EXERCISE INSTRUCTIONS: Rewrite the stretch from the line containing "Objective — one point per instance of the stone" through the end of the records, replacing "stone arch" with "brick archway" and leaving everything else unchanged.

Coordinate labeling records:
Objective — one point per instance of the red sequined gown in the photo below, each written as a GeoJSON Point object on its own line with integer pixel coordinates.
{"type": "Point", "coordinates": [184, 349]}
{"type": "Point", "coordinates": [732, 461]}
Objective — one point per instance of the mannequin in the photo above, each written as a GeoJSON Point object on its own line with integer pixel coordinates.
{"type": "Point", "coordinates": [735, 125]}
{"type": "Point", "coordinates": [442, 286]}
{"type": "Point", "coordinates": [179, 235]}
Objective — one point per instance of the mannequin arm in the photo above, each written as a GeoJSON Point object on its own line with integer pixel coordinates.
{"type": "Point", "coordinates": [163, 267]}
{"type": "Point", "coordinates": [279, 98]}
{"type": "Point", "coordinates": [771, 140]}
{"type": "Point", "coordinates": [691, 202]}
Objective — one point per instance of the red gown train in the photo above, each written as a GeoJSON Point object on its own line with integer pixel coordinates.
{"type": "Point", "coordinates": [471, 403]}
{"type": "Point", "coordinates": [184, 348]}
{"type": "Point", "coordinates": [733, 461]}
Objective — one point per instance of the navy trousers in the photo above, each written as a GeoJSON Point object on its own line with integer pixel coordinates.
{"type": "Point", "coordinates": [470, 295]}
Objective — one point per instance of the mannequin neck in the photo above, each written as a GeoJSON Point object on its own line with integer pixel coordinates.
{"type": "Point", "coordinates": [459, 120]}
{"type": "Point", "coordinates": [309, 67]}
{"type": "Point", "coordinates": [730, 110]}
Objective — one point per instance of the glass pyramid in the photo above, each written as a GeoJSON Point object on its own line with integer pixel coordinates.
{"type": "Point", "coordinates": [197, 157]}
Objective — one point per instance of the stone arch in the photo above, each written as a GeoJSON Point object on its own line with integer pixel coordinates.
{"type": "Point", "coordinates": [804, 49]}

REPLY:
Objective — one point per instance of the brick archway in the photo above, each written as a GeoJSON Point object on its own line with integer pixel coordinates.
{"type": "Point", "coordinates": [804, 49]}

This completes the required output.